**Task goal:** The entries need to be copied exactly.

Point placement records
--- Start ---

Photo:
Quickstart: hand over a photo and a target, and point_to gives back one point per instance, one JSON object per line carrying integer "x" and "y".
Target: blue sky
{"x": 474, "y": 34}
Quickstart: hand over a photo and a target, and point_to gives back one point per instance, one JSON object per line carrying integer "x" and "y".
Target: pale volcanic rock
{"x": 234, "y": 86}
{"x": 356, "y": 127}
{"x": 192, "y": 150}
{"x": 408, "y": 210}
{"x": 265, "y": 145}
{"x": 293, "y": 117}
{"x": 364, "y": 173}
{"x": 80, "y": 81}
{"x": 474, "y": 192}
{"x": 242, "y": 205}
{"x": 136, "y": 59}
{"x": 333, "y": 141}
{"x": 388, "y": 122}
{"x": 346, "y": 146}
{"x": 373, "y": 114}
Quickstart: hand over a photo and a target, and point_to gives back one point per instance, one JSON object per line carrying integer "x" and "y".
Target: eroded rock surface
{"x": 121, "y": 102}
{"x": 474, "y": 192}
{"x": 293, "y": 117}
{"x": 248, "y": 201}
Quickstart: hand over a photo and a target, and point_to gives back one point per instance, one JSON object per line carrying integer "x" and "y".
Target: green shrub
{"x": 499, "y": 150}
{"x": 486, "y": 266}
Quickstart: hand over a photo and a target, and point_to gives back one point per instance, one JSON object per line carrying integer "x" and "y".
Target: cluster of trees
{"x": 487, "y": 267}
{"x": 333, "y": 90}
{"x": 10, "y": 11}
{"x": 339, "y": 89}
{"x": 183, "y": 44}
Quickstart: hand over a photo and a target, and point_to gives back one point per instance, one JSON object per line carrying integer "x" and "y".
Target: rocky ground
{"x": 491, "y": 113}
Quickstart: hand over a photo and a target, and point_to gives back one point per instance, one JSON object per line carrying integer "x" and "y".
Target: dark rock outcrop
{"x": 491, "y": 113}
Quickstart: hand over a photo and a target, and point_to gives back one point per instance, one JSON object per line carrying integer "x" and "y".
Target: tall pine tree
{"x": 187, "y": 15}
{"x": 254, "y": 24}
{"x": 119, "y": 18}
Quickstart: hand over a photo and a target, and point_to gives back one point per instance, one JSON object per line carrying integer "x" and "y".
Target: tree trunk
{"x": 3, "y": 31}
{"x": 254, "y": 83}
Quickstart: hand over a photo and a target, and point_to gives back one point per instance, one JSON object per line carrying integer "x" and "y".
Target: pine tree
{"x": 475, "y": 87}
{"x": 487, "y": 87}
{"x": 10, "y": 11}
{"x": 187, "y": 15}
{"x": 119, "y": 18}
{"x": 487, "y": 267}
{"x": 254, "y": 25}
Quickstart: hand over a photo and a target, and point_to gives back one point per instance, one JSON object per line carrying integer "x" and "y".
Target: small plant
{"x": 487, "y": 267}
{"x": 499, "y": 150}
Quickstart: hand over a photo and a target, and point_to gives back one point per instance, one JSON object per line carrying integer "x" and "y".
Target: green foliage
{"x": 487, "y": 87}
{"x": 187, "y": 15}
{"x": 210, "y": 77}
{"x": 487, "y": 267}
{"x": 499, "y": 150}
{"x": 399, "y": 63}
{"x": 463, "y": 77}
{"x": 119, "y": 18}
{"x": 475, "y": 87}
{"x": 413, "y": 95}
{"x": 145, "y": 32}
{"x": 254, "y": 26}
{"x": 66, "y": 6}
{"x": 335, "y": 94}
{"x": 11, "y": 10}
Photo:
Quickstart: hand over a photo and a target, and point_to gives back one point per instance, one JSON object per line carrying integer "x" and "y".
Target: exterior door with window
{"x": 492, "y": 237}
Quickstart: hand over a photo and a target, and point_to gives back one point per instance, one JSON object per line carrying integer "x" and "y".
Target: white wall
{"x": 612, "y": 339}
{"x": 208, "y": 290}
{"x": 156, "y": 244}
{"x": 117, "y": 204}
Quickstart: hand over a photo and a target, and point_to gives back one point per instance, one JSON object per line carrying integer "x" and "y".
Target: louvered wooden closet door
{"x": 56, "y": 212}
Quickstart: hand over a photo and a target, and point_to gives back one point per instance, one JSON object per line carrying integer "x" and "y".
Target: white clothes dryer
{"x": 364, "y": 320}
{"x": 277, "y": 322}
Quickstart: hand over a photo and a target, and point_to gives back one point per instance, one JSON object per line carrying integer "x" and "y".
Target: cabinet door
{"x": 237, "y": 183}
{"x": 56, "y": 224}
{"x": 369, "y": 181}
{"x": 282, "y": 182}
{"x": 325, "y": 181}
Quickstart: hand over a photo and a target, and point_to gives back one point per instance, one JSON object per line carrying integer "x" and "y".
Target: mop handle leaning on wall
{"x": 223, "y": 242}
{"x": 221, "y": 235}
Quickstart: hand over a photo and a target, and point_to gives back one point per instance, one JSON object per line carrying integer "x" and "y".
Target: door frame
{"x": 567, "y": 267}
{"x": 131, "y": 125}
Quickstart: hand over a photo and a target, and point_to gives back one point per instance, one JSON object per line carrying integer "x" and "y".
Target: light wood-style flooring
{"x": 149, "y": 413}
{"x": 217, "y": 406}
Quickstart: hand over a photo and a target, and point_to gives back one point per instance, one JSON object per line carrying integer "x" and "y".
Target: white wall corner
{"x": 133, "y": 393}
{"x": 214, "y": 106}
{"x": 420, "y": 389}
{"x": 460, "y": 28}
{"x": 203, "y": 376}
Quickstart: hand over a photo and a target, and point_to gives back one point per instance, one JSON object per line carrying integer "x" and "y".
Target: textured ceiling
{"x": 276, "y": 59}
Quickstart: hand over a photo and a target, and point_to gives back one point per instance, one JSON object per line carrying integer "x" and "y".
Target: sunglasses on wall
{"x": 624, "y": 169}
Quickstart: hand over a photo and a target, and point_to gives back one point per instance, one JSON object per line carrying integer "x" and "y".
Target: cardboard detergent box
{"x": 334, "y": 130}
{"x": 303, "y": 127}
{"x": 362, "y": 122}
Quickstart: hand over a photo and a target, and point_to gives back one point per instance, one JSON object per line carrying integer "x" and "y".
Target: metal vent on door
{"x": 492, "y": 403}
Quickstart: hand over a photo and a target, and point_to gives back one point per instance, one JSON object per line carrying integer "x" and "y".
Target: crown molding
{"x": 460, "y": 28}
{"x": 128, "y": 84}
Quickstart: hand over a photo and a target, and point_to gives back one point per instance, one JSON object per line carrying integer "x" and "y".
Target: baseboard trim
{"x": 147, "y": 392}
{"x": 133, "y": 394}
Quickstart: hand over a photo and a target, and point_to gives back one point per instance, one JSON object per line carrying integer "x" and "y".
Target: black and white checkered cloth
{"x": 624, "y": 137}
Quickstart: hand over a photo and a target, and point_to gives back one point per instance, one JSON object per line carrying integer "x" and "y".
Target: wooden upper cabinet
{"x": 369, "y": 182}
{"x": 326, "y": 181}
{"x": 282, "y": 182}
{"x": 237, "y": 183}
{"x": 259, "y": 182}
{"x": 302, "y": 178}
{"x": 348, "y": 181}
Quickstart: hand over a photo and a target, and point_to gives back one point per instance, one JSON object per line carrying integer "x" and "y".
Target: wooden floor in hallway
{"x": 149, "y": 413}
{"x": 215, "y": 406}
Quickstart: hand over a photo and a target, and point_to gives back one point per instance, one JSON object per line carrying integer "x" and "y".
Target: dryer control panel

--- End ---

**Result for this exercise:**
Photo:
Quickstart: hand over a photo and a target, and point_to gives back one point per instance, one JSON object per line carrying integer "x" and "y".
Target: blue sky
{"x": 474, "y": 34}
Quickstart: hand over a photo and a target, and point_to gives back one point per instance, one JSON object per line carrying integer "x" and "y".
Target: pale volcanic rock
{"x": 234, "y": 86}
{"x": 356, "y": 127}
{"x": 192, "y": 150}
{"x": 408, "y": 210}
{"x": 265, "y": 145}
{"x": 293, "y": 117}
{"x": 364, "y": 173}
{"x": 80, "y": 81}
{"x": 474, "y": 192}
{"x": 242, "y": 205}
{"x": 136, "y": 59}
{"x": 333, "y": 141}
{"x": 388, "y": 122}
{"x": 346, "y": 146}
{"x": 373, "y": 114}
Quickstart: hand over a photo and a target, and point_to gives back one point per instance, one JSON object per line carrying integer "x" and "y".
Target: eroded rock surface
{"x": 121, "y": 102}
{"x": 474, "y": 192}
{"x": 293, "y": 117}
{"x": 248, "y": 201}
Quickstart: hand over a photo and a target, and point_to gives back one point per instance, one JSON object per line carrying integer "x" and "y".
Target: green shrub
{"x": 499, "y": 150}
{"x": 486, "y": 266}
Quickstart: hand over a photo and a target, and point_to gives back one point per instance, one JSON object per line carrying integer "x" and "y".
Target: cluster of trees
{"x": 487, "y": 267}
{"x": 333, "y": 90}
{"x": 10, "y": 11}
{"x": 339, "y": 89}
{"x": 183, "y": 44}
Quickstart: hand over a photo and a target, and point_to gives back one point per instance, one JSON object per line carrying integer "x" and "y".
Target: rocky ground
{"x": 491, "y": 113}
Quickstart: hand over a photo and a target, and point_to gives back one point per instance, one JSON object per line carrying integer "x" and "y".
Target: dark rock outcrop
{"x": 491, "y": 113}
Quickstart: hand over a photo and a target, and point_to gives back one point per instance, one JSON object per line carrying integer "x" and "y".
Target: tall pine tree
{"x": 187, "y": 15}
{"x": 254, "y": 24}
{"x": 119, "y": 18}
Quickstart: hand over a photo and a target, and point_to gives back one point per instance, one JSON object per line carrying integer "x" and "y".
Target: tree trunk
{"x": 3, "y": 31}
{"x": 254, "y": 83}
Quickstart: hand over a photo and a target, and point_to gives back one point per instance, one JSON object per line carrying integer "x" and "y".
Target: pine tree
{"x": 475, "y": 87}
{"x": 487, "y": 87}
{"x": 10, "y": 11}
{"x": 187, "y": 15}
{"x": 119, "y": 18}
{"x": 487, "y": 267}
{"x": 254, "y": 25}
Quickstart: hand over a photo and a target, and point_to gives back one point per instance, one JSON object per line carrying integer "x" and "y".
Target: small plant
{"x": 487, "y": 267}
{"x": 499, "y": 150}
Quickstart: hand over a photo and a target, and point_to gives back one point per instance, one JSON object per line carrying integer "x" and "y".
Target: green foliage
{"x": 487, "y": 87}
{"x": 187, "y": 15}
{"x": 210, "y": 77}
{"x": 487, "y": 267}
{"x": 499, "y": 150}
{"x": 399, "y": 63}
{"x": 463, "y": 77}
{"x": 119, "y": 18}
{"x": 475, "y": 87}
{"x": 413, "y": 95}
{"x": 145, "y": 32}
{"x": 254, "y": 26}
{"x": 66, "y": 6}
{"x": 335, "y": 94}
{"x": 11, "y": 10}
Photo:
Quickstart: hand over a photo and a target, and point_to gives back one point per instance, one JSON object per line carrying integer "x" and "y".
Target: exterior door with window
{"x": 492, "y": 237}
Quickstart: hand over a photo and a target, and point_to gives back one point per instance, one JSON object per line carrying integer "x" and "y".
Target: white wall
{"x": 612, "y": 339}
{"x": 208, "y": 290}
{"x": 156, "y": 244}
{"x": 117, "y": 204}
Quickstart: hand over a photo and a target, and point_to gives back one point per instance, one JSON object per line carrying integer "x" and "y".
Target: louvered wooden closet door
{"x": 56, "y": 212}
Quickstart: hand over a photo and a target, and point_to gives back one point per instance, one JSON object per line carrying integer "x" and "y".
Target: white clothes dryer
{"x": 364, "y": 320}
{"x": 277, "y": 322}
Quickstart: hand over a photo and a target, and point_to gives back one point per instance, one JSON object per line carrying integer "x" and "y".
Target: cabinet door
{"x": 237, "y": 183}
{"x": 56, "y": 224}
{"x": 369, "y": 181}
{"x": 282, "y": 182}
{"x": 325, "y": 181}
Quickstart: hand over a photo and a target, and point_to gives back one point per instance, one JSON object per line carrying integer "x" and "y".
Target: mop handle leaning on wall
{"x": 223, "y": 242}
{"x": 221, "y": 235}
Quickstart: hand over a photo and a target, and point_to gives back one point per instance, one JSON object per line carrying integer "x" and "y".
Target: door frame
{"x": 567, "y": 267}
{"x": 131, "y": 125}
Quickstart: hand over a photo and a target, and point_to gives back one point per instance, one JSON object per line carrying integer "x" and "y".
Target: light wood-style flooring
{"x": 149, "y": 413}
{"x": 217, "y": 406}
Quickstart: hand over a photo and a target, and point_to gives back one point per instance, one JSON object per line carrying integer "x" and "y".
Target: white wall corner
{"x": 133, "y": 393}
{"x": 214, "y": 106}
{"x": 420, "y": 389}
{"x": 460, "y": 28}
{"x": 203, "y": 376}
Quickstart: hand over a photo and a target, and point_to gives back one point per instance, one JSON object per line carrying integer "x" and "y".
Target: textured ceiling
{"x": 276, "y": 59}
Quickstart: hand over a photo and a target, and point_to gives back one point per instance, one JSON object per line carrying integer "x" and "y".
Target: sunglasses on wall
{"x": 624, "y": 169}
Quickstart: hand over a photo and a target, and point_to gives back one point per instance, one JSON object per line carrying integer "x" and "y".
Target: cardboard detergent box
{"x": 334, "y": 130}
{"x": 303, "y": 127}
{"x": 362, "y": 122}
Quickstart: hand over a photo and a target, and point_to gives back one point per instance, one JSON object per line carrying integer "x" and "y".
Target: metal vent on door
{"x": 492, "y": 403}
Quickstart: hand over a photo and a target, and point_to gives back one point per instance, one JSON object per line carrying integer "x" and "y".
Target: crown molding
{"x": 460, "y": 28}
{"x": 128, "y": 84}
Quickstart: hand over a photo and a target, and point_to gives back one point per instance, one JSON object per line carrying integer "x" and "y".
Target: baseboard trim
{"x": 147, "y": 392}
{"x": 133, "y": 394}
Quickstart: hand over a photo and a target, and point_to gives back one point per instance, one JSON object per line carrying integer "x" and "y".
Target: black and white checkered cloth
{"x": 624, "y": 137}
Quickstart: hand over a photo and a target, and point_to gives back one point per instance, one JSON object per line carrying integer "x" and "y".
Target: wooden upper cabinet
{"x": 369, "y": 182}
{"x": 326, "y": 181}
{"x": 282, "y": 182}
{"x": 237, "y": 183}
{"x": 259, "y": 182}
{"x": 302, "y": 178}
{"x": 348, "y": 181}
Quickstart: hand over a photo and a target, and point_to gives back one point per instance, one JSON object per line carrying integer "x" and "y".
Target: wooden floor in hallway
{"x": 149, "y": 413}
{"x": 215, "y": 406}
Quickstart: hand over a photo and a target, and point_to gives back one point per instance, one JSON object per line carrying integer "x" and "y".
Target: dryer control panel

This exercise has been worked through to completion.